[Dataset rows on where objects appear]
== == ==

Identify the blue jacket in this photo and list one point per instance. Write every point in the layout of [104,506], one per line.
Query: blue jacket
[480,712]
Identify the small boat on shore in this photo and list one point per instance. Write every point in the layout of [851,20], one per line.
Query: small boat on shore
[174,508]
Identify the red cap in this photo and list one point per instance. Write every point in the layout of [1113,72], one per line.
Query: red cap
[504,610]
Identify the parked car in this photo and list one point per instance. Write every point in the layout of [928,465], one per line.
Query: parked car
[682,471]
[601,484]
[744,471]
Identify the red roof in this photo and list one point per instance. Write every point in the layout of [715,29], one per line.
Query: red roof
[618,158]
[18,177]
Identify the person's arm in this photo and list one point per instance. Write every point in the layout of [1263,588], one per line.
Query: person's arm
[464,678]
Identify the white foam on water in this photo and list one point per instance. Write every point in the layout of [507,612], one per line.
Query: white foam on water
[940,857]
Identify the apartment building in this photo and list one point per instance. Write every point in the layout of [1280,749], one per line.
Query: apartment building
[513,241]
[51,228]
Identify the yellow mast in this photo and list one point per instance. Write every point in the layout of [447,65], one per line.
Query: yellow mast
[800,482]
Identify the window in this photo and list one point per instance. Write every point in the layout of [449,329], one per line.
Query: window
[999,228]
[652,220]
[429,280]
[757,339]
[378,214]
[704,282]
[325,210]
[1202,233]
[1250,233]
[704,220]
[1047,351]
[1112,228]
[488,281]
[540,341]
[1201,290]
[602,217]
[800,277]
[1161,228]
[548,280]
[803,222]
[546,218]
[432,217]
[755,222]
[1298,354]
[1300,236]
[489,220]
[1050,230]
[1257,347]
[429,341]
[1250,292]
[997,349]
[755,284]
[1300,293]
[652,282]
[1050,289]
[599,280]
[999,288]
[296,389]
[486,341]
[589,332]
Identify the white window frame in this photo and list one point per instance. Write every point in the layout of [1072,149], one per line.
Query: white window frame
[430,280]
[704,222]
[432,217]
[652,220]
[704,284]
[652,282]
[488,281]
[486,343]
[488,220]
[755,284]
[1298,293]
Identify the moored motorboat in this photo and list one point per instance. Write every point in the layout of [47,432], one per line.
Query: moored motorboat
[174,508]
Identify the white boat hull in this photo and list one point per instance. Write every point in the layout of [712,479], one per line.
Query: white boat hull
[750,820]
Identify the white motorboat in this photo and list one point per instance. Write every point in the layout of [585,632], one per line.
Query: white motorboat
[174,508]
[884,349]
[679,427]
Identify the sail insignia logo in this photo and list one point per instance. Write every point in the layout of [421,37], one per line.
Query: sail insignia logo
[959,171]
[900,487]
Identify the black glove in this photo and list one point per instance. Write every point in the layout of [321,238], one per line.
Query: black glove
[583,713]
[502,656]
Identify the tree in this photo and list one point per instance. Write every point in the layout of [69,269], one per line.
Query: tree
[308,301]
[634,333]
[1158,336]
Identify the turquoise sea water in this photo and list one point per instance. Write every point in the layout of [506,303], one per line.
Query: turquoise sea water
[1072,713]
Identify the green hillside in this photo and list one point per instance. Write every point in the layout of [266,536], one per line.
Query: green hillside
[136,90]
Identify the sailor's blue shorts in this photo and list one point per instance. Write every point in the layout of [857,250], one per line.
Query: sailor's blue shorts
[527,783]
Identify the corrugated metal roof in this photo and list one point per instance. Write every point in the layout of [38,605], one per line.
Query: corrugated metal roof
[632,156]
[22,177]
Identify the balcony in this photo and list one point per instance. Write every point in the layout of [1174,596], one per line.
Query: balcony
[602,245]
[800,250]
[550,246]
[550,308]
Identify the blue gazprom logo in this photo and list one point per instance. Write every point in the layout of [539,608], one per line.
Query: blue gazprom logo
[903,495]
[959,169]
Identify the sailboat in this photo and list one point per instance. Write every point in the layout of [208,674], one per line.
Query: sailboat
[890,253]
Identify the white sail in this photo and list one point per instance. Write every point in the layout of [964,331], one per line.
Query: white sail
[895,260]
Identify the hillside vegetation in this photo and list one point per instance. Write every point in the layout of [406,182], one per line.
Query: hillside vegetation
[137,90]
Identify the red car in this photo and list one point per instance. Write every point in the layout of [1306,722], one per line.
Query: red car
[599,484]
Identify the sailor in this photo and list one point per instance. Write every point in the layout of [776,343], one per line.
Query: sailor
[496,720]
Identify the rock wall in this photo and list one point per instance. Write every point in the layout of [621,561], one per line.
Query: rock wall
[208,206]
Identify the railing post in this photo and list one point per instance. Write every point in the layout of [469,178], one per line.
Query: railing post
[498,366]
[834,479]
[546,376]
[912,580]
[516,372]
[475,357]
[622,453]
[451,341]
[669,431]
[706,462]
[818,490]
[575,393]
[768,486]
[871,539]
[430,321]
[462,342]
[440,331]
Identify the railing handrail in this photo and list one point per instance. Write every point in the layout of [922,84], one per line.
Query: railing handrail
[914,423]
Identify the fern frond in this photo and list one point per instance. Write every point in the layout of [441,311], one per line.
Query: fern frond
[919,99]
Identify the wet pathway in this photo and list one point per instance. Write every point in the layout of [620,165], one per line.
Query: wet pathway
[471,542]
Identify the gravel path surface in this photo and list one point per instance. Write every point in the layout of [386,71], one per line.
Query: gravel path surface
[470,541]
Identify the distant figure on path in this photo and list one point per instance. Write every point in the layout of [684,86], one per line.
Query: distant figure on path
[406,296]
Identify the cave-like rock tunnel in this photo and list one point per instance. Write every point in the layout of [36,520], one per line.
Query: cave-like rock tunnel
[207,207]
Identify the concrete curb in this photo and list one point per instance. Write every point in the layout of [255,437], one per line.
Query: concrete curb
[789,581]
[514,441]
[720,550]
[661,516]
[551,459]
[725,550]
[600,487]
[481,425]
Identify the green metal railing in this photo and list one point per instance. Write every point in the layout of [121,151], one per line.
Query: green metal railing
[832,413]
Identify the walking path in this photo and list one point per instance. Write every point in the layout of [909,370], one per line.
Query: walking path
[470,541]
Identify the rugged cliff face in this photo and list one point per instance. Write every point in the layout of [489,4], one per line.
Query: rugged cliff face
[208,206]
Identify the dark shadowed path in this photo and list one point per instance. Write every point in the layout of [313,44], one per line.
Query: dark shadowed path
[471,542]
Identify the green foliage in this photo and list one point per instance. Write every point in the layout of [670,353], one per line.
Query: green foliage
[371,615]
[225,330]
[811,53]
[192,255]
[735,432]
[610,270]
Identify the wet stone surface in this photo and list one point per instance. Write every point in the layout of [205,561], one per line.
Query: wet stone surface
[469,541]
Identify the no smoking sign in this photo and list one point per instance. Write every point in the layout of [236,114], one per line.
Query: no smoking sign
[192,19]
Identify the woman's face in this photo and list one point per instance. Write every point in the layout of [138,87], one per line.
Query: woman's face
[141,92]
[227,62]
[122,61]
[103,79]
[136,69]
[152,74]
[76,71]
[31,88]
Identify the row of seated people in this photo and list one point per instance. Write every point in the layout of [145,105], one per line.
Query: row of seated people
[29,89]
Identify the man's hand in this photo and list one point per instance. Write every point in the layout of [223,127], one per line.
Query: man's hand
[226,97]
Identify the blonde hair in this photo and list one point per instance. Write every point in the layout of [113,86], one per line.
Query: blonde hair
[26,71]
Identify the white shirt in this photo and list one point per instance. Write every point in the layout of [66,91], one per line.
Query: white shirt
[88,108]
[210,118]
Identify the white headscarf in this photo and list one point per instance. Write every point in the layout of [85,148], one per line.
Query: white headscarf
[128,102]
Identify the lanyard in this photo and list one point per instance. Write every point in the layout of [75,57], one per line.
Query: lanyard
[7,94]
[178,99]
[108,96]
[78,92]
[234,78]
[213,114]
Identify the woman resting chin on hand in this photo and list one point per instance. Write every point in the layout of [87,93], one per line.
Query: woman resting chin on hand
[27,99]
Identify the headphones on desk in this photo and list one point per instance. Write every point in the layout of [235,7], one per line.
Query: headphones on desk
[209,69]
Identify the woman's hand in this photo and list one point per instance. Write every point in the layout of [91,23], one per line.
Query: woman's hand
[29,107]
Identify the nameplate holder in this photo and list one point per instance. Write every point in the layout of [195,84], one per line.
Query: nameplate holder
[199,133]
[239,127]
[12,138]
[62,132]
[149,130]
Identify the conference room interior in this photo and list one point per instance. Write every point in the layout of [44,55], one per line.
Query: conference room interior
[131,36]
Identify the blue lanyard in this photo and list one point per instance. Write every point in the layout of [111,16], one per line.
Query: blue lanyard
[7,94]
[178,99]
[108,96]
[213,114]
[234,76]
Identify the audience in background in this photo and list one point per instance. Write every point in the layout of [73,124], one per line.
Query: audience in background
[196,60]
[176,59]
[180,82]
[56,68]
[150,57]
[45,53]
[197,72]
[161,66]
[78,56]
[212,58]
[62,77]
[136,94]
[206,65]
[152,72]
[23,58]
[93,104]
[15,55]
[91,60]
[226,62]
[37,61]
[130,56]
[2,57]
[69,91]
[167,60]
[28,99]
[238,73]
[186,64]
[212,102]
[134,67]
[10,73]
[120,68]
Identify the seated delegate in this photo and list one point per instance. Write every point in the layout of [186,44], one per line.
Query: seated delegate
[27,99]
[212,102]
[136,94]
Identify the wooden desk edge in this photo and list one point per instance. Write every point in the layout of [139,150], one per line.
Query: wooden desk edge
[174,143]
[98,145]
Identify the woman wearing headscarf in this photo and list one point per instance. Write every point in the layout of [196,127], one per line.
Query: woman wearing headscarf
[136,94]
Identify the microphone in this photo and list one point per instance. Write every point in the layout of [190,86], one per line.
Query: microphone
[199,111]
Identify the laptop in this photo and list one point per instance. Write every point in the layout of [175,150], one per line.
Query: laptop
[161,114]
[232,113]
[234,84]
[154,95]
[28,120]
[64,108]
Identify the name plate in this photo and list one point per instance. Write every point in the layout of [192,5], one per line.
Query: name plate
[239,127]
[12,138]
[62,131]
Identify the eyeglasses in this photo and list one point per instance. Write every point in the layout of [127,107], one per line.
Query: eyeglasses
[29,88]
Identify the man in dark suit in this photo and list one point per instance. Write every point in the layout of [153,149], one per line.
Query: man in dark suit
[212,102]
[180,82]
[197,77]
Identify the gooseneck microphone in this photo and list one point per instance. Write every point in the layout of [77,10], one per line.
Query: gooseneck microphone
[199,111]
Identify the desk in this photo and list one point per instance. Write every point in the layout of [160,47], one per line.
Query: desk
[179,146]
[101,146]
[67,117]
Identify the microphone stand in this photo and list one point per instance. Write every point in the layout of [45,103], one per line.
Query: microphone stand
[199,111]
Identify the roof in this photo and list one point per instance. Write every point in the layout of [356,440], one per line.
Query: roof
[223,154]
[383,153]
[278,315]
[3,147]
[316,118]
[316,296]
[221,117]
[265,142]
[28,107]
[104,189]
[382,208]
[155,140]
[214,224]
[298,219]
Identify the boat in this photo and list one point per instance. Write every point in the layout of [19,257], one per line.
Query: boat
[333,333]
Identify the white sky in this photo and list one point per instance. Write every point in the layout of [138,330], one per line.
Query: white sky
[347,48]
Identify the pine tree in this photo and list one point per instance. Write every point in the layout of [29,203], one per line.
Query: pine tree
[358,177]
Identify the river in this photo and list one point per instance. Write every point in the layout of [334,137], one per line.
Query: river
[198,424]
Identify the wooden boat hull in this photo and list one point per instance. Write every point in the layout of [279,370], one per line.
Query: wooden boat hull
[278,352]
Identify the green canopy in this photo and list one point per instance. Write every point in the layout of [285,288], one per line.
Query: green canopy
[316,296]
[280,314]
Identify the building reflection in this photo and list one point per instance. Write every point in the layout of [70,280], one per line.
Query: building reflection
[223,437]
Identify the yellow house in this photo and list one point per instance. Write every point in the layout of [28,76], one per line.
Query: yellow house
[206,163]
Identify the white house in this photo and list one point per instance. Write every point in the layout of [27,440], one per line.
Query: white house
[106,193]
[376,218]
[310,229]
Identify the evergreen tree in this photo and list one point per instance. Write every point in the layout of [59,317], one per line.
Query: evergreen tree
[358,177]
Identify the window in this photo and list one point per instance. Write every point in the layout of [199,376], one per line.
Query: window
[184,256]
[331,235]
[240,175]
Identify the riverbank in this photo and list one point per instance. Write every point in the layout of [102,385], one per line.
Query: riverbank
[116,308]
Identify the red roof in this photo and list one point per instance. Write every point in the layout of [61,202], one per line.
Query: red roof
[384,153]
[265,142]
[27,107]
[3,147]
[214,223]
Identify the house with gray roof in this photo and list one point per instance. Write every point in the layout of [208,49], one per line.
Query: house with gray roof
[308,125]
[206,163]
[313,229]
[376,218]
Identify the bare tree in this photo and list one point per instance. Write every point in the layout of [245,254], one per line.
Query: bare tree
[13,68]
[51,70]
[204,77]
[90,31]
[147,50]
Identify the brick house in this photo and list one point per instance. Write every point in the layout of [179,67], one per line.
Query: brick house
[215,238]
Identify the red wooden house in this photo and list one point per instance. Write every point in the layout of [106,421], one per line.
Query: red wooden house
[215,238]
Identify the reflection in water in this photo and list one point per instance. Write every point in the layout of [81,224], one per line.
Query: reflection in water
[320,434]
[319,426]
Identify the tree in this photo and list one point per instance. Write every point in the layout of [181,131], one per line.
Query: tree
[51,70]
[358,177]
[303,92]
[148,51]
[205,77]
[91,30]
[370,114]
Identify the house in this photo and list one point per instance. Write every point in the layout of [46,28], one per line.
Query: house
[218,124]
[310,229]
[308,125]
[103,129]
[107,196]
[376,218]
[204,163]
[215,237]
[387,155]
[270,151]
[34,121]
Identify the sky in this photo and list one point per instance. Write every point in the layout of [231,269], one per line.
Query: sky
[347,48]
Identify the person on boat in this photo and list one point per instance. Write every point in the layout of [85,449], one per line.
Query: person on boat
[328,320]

== == ==

■ Stated exercise: Reproduce the final stretch of the data above: every line from the one holding "[181,131], one per line." through the end, inclusive, exactly as written and nothing else.

■ Written solution:
Identify the tree in this photo and list one point per instance. Write every point in the layout of [181,131], one per line.
Query: tree
[51,70]
[358,177]
[303,92]
[148,51]
[205,77]
[91,30]
[370,114]
Identify the house in this photo and list one point per instance. Write every point in the layout of [46,28], one per line.
Query: house
[218,124]
[310,229]
[308,125]
[103,129]
[107,196]
[376,218]
[204,163]
[215,237]
[387,155]
[270,151]
[34,121]
Identify the sky in this photo and list one point per instance. Write every point in the layout of [231,269], one per line.
Query: sky
[347,48]
Identify the person on boat in this photo and list one point per instance. Write every point in the layout of [85,449], one per line.
Query: person on boat
[328,320]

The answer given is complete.